The Race for Texas' U.S. Congressional District 23 - Canseco v. Gallego
Republican Francisco "Quico" Canseco is mounting his first defense of the seat he won two years ago from Ciro Rodriguez. The Democrats want to put this massive district back in the blue column, and State Representative Pete Gallego of Alpine is their nominee.
The 23rd Congressional District is seen as Republican-leaning and is massive – starting in San Antonio and reaching all the way west just shy of El Paso, stretching hundreds of miles along the Texas-Mexico border.
Republicans were careful when they redrew the district not to bring down the district’s Hispanic percentage in order to avoid violating the Voting Rights Act, which protects minority voters, but craftily switched out high-voting Democratic Hispanic areas with areas that have lower turnout.
The Biggest Issue(s) in the District
Canseco is a lawyer, former banker and land developer, and won the district by 7,000 votes two years ago; political watchers say the district remains competitive and could go back to the Democrats.
"Jobs and the economy, that's the top concern," said Canseco. "As you know, this economy is in very bad shape. We have very meager job creation in this country and even though Texas is doing a little bit better than other states, it affects us down here. We've got a lot of people without employment. We've got some pockets that are doing very well like in the Permian Basin and in the Eagle Ford Shale, where there are a lot of jobs, but at the same time it is reflected in the economy and the sluggish economy that we have."
........
### [Tasks]
• A. According to the article on the District 23 race, why did Republicans avoid lowering the district's Hispanic percentage when they redrew it? Answer in one to three sentences.
• B. Translate this sentence from the article on the District 23 race into Spanish: "As you know, this economy is in very bad shape."
• C. In the article on the District 23 race, by how many votes did Canseco win the district two years ago?

Segmentation mask data:
........
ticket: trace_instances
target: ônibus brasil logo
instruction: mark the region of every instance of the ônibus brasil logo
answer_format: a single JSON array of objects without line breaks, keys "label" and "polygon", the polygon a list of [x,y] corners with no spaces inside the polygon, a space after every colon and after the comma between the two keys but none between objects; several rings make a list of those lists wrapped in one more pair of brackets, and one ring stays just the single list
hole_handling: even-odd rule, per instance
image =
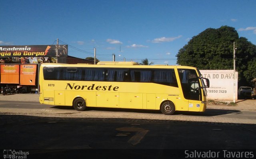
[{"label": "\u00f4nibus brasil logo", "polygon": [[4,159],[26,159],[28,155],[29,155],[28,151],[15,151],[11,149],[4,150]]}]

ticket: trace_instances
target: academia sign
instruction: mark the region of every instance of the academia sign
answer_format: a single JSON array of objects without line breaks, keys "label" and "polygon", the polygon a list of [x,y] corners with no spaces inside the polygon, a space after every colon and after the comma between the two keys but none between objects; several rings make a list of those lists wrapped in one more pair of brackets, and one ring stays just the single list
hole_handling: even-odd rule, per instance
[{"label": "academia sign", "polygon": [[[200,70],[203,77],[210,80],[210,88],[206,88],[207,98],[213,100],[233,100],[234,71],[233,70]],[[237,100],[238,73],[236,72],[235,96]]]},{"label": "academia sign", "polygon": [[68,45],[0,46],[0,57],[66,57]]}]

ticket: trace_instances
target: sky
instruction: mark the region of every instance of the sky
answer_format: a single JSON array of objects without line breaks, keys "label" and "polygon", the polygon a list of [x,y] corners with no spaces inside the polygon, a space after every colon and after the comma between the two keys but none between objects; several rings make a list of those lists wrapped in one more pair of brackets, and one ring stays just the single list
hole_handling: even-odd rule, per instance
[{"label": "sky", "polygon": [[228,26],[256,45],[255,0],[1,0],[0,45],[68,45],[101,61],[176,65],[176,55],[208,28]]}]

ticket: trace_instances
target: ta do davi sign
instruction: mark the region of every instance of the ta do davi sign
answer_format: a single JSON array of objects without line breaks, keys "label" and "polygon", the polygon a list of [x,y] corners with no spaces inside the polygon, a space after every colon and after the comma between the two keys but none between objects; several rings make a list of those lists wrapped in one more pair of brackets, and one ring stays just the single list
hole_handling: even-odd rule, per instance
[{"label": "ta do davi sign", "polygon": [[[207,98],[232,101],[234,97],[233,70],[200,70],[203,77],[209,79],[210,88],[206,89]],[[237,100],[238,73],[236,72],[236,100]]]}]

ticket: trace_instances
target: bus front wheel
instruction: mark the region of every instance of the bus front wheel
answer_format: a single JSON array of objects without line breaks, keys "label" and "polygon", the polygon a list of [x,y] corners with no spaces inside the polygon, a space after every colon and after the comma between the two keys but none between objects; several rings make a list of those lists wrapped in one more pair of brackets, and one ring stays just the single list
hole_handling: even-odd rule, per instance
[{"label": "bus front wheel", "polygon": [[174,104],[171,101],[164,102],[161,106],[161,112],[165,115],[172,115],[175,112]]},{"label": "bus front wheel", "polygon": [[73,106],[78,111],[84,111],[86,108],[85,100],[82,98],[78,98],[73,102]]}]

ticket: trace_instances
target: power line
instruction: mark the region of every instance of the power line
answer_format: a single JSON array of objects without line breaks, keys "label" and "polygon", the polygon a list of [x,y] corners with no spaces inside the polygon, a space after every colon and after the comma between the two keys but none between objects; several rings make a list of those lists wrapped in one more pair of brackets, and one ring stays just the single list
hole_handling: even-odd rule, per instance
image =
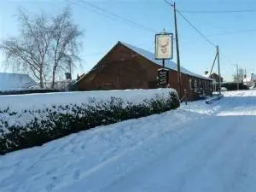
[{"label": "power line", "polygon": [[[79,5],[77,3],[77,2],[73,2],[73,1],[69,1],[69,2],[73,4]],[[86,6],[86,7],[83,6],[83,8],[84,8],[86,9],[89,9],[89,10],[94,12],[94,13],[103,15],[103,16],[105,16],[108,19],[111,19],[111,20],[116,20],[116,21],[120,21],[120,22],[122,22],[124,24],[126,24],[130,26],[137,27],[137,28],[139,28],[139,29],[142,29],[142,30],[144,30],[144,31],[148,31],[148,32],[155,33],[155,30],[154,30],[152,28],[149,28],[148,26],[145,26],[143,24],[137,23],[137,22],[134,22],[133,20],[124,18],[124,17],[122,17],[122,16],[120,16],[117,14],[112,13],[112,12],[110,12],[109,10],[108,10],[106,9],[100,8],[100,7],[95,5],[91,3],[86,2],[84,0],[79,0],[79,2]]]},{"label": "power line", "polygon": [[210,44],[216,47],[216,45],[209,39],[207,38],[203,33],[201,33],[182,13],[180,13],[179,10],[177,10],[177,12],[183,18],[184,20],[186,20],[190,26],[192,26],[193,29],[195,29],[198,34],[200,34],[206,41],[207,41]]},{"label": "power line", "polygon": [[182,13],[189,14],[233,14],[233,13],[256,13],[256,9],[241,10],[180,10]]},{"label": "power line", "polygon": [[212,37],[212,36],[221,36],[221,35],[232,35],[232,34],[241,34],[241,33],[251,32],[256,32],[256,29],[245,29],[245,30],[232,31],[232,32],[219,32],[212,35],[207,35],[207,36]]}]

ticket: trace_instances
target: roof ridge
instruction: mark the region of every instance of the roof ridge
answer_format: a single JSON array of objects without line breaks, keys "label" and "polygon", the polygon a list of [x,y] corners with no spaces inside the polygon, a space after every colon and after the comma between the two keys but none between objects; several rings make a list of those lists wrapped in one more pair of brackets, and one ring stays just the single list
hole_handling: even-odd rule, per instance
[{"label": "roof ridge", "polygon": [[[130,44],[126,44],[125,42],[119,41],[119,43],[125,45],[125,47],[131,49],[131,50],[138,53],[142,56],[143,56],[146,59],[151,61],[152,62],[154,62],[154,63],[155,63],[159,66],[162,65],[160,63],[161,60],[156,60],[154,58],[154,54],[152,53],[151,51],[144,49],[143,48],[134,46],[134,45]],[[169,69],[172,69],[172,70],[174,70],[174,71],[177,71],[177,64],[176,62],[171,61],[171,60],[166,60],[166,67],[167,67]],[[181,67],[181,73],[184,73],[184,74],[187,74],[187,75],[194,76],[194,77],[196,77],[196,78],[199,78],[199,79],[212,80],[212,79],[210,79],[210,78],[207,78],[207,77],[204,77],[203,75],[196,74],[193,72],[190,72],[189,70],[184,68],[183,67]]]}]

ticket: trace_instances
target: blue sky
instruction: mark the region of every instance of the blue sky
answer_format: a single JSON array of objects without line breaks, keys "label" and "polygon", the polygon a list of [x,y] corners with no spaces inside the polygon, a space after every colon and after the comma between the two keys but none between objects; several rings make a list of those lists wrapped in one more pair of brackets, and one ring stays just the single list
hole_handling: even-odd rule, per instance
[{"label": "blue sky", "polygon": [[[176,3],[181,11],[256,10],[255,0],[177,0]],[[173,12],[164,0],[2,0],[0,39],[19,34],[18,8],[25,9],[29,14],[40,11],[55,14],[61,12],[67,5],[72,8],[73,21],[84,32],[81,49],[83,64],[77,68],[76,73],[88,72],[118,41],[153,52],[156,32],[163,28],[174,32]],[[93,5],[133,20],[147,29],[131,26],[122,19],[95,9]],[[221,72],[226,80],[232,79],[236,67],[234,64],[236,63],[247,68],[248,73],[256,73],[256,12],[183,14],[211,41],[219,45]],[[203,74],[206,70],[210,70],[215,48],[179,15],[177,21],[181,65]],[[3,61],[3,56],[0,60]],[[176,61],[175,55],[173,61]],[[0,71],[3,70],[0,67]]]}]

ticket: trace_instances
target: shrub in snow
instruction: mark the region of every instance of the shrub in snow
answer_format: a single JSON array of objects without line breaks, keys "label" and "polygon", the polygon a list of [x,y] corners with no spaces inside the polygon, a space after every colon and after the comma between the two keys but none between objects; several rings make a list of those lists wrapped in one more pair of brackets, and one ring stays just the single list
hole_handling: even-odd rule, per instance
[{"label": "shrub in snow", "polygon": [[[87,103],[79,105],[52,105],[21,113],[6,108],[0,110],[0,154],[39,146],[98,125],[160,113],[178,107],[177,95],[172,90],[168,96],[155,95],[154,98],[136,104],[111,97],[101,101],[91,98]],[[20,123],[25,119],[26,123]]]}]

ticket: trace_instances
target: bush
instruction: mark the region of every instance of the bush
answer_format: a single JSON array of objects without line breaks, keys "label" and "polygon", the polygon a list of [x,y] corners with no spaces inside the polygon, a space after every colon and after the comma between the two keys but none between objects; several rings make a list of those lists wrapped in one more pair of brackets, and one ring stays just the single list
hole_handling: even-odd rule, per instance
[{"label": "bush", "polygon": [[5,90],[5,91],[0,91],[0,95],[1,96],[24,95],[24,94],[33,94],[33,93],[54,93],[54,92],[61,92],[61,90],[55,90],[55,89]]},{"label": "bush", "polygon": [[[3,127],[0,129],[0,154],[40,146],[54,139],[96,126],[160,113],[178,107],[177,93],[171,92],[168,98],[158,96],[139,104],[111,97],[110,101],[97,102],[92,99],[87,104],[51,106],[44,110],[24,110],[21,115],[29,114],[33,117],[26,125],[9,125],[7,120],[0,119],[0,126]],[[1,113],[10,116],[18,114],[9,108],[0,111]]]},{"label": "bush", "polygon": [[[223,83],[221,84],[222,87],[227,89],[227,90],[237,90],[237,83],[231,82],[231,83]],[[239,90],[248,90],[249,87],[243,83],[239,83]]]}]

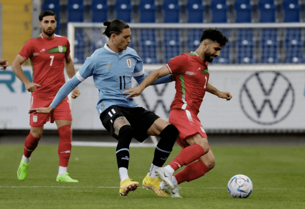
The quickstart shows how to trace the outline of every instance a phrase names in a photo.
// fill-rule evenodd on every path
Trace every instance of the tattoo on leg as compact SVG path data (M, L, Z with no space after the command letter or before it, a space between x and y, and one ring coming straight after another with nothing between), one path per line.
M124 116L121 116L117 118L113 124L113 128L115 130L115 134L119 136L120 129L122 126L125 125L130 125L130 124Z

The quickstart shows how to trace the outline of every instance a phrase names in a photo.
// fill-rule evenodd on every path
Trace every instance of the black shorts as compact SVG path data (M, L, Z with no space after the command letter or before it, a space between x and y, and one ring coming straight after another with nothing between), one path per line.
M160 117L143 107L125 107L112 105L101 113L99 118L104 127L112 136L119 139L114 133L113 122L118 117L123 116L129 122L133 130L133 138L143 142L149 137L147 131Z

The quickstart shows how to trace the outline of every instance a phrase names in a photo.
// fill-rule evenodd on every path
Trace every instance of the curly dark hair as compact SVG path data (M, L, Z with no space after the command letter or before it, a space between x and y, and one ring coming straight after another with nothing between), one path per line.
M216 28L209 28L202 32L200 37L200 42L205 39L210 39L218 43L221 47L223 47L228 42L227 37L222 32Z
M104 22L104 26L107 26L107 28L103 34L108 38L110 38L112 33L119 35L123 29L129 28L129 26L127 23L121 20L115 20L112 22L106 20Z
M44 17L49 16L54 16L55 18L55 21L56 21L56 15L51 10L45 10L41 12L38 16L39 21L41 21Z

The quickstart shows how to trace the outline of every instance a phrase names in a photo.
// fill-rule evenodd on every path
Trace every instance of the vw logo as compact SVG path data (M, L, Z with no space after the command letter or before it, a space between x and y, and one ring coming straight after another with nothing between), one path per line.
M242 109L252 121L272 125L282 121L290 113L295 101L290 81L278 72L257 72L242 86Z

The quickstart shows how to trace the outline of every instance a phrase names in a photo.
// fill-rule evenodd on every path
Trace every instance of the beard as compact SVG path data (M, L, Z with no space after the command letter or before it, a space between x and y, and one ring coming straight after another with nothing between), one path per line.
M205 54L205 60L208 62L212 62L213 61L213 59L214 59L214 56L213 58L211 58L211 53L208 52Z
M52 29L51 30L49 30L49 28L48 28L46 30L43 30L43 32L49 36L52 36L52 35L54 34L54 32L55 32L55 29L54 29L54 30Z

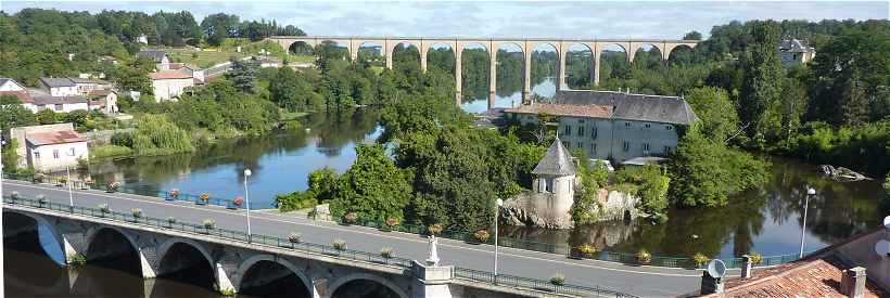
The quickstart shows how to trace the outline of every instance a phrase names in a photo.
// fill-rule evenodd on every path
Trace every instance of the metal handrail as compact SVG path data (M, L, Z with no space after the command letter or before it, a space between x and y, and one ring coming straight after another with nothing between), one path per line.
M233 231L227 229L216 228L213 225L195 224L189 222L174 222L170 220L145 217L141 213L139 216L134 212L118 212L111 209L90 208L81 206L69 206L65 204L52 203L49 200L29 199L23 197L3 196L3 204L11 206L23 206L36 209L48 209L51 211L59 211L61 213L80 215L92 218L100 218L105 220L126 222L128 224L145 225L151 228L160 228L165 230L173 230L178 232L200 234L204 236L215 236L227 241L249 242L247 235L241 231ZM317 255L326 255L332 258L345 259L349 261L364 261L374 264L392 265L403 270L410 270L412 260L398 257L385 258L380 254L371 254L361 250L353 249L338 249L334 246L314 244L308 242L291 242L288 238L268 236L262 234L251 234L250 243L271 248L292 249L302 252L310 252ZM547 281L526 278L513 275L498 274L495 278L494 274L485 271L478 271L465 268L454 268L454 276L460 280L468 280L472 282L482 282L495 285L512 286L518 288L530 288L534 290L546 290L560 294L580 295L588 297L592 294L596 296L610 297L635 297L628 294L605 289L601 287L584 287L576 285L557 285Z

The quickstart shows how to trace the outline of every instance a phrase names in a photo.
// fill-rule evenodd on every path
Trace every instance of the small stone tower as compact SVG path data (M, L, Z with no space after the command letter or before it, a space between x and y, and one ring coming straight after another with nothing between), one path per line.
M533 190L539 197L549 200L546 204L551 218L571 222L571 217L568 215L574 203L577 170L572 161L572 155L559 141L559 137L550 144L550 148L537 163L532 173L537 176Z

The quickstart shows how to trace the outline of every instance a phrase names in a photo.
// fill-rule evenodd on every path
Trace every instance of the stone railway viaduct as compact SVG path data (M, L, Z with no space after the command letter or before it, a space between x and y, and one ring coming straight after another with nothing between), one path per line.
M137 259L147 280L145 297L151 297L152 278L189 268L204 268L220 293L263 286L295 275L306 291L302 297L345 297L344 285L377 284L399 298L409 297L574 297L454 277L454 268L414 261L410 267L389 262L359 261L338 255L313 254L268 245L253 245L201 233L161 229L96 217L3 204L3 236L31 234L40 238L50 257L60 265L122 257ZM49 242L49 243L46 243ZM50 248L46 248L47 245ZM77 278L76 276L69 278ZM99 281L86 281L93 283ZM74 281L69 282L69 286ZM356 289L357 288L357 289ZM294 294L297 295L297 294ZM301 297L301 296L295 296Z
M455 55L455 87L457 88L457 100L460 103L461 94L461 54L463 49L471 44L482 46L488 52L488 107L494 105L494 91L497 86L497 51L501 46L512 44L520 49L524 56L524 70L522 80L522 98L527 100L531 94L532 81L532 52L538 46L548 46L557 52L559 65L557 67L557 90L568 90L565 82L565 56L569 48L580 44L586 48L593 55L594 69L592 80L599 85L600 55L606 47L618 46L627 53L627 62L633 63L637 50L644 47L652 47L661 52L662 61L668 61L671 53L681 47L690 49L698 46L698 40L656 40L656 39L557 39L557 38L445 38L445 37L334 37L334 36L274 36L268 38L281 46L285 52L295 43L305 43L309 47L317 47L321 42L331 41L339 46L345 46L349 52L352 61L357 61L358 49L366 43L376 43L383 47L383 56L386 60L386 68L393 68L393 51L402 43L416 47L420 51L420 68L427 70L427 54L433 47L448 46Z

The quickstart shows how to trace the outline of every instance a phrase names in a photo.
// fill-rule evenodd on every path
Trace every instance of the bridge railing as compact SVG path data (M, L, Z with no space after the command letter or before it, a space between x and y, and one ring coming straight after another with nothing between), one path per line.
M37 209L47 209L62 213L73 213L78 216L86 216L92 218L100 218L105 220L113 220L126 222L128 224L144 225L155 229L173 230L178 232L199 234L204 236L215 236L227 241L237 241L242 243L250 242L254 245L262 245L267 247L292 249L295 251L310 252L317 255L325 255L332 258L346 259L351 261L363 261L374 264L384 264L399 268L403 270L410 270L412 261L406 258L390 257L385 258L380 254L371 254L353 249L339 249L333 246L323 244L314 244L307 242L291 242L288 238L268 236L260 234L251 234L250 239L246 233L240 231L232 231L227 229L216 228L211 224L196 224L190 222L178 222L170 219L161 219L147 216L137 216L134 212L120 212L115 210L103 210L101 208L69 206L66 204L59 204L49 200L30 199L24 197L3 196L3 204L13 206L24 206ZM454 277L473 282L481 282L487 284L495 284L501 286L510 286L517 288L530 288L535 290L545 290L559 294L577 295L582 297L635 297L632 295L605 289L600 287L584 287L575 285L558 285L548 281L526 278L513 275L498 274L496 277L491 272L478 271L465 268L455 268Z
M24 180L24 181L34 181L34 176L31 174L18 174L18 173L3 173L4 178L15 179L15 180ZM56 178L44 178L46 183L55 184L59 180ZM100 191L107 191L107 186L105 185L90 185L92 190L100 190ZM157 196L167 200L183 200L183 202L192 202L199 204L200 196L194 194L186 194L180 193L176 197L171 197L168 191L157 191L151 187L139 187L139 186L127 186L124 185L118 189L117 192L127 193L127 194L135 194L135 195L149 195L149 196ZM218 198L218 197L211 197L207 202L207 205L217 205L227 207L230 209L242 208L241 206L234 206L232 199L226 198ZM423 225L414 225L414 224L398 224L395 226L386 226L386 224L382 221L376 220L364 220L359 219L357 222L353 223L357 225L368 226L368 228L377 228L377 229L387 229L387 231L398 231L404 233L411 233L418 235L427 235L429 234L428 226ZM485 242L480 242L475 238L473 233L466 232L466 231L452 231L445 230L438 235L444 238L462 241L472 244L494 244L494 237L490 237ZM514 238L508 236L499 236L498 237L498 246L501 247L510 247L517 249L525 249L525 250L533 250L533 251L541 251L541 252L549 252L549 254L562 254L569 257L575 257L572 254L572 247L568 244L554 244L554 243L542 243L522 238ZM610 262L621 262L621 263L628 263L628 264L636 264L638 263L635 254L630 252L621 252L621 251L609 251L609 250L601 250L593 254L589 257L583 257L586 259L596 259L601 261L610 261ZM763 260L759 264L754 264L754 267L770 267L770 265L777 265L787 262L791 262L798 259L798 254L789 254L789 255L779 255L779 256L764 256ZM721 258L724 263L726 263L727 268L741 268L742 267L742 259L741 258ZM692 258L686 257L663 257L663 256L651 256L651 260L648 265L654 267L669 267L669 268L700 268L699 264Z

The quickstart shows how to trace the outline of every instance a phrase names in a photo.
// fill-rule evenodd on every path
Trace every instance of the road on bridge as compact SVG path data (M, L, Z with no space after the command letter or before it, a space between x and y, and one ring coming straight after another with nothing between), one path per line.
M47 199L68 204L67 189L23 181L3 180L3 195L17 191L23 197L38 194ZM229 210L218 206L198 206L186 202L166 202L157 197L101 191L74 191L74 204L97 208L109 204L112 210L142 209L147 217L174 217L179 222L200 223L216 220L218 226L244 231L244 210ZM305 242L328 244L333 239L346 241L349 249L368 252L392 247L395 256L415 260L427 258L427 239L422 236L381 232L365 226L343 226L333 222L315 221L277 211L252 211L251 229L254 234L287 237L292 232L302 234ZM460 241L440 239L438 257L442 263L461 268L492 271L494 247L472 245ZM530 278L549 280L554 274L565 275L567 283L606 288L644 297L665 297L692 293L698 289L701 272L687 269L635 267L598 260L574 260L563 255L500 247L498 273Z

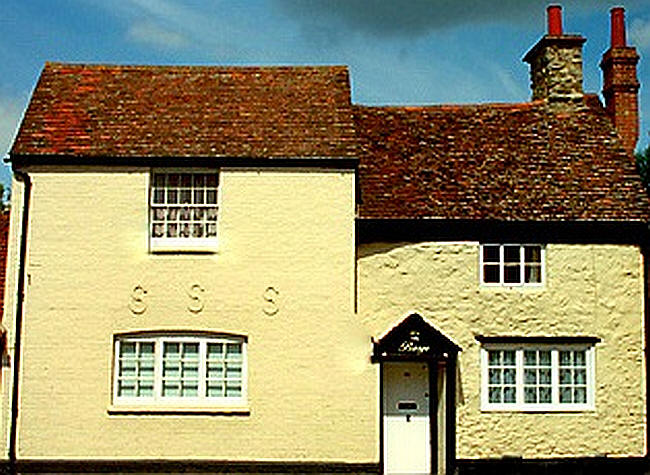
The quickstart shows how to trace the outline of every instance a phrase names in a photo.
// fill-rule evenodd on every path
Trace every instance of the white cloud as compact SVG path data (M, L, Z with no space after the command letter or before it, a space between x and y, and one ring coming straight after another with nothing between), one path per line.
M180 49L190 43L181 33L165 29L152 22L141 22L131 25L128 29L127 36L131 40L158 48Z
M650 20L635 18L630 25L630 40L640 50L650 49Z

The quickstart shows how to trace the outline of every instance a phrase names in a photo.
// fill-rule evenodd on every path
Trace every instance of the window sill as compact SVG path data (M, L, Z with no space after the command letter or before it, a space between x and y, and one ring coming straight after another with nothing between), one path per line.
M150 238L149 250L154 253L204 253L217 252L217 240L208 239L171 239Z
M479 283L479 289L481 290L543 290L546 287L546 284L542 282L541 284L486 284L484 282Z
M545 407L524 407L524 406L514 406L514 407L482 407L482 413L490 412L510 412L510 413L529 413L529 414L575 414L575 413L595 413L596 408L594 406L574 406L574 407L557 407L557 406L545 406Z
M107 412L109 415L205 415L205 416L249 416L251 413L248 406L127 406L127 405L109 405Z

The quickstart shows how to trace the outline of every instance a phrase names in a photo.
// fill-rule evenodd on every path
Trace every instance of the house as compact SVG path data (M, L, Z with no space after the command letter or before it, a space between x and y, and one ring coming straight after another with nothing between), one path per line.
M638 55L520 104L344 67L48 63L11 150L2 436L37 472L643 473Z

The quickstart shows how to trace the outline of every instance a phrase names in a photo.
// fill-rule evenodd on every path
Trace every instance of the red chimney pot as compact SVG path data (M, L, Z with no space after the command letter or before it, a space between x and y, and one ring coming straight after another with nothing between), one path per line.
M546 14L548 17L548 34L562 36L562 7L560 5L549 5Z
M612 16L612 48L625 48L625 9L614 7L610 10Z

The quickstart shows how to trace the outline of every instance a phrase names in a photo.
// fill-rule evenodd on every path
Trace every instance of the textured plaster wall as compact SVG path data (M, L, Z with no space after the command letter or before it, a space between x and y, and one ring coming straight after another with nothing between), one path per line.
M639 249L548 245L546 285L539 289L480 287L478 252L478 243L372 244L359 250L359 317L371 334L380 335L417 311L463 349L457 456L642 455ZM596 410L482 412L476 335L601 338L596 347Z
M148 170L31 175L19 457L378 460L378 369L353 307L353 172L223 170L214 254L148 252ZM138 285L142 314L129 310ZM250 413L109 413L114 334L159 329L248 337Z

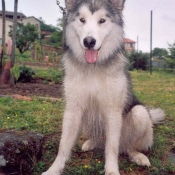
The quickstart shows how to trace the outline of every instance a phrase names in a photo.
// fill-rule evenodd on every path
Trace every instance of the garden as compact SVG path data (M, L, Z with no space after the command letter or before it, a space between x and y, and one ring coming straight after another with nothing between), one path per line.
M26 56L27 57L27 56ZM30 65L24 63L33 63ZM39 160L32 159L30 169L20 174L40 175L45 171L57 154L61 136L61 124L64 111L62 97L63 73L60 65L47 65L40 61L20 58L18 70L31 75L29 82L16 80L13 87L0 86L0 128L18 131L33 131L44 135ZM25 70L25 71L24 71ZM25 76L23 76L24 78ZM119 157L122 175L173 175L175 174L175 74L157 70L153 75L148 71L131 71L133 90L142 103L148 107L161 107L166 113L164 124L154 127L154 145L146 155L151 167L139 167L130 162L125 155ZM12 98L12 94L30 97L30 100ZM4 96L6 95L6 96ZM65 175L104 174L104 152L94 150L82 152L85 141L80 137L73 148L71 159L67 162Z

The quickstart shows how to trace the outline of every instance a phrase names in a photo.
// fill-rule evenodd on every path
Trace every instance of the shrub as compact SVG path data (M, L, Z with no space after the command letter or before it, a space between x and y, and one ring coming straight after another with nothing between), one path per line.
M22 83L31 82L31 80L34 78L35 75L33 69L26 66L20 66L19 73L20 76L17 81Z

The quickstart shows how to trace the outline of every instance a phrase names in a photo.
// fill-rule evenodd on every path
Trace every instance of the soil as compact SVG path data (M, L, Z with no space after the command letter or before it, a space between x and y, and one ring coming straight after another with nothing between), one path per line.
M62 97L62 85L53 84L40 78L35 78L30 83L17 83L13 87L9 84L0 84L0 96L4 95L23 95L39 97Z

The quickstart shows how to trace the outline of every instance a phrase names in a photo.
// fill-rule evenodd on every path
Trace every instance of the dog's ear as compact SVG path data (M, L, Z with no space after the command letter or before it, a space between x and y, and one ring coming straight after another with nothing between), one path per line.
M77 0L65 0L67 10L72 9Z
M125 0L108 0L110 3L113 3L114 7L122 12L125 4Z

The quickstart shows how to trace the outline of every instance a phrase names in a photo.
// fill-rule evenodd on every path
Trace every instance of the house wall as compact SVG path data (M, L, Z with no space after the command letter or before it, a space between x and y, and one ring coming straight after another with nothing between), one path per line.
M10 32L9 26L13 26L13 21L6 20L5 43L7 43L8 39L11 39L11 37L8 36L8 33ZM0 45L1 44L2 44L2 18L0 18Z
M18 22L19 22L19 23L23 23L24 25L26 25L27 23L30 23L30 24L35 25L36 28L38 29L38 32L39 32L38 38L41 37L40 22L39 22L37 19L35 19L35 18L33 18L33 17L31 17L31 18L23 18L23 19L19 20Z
........
### [Answers for each item]
• A. They kept the Hispanic percentage steady to avoid violating the Voting Rights Act, which protects minority voters. Instead, they swapped high-voting Democratic Hispanic areas for areas with lower turnout.

• B. Como usted sabe, esta economía está en muy mala situación.

• C. By 7,000 votes.